Using the news release below, name the college whose adult ESL services the study examines.

### PROVIDED PASSAGE
- - - - -

NEWS RELEASE (January 7, 2008 - NYC) -- The Council for Advancement
of Adult Literacy today released PATHWAYS & OUTCOMES: TRACKING ESL
STUDENT PERFORMANCE. It is a longitudinal study of adult ESL services
at the City College of San Francisco (CCSF), completing a trilogy by
CAAL about adult ESL service in community colleges. Its primary aim
is to help those who plan and design community college ESL programs
assess and develop effective services. But it will also help those
who offer adult ESL services in other institutional settings, and
policymakers and funding organizations. The authors note that CCSF's
ESL program has features in common with many other community college
programs, and point to the model's importance because so many ESL
professionals across the country consider it to be "exemplary." It is
both "a typical case and a best case of adult education ESL in the
United States."

- - - - -

### DATA

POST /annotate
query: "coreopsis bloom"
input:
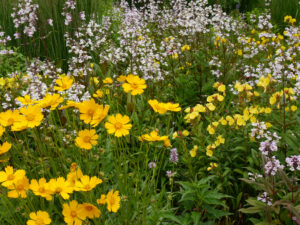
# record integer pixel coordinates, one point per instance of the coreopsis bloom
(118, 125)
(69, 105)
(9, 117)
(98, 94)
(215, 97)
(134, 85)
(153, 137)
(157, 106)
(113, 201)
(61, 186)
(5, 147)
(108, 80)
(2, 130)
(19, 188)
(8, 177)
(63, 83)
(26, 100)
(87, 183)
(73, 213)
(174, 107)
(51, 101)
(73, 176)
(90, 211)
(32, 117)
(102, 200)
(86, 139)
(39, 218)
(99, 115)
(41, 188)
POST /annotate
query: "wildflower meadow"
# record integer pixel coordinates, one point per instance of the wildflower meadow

- - - - -

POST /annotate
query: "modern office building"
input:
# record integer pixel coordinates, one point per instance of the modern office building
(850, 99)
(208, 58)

- - - - -

### EXERCISE SOLUTION
City College of San Francisco (CCSF)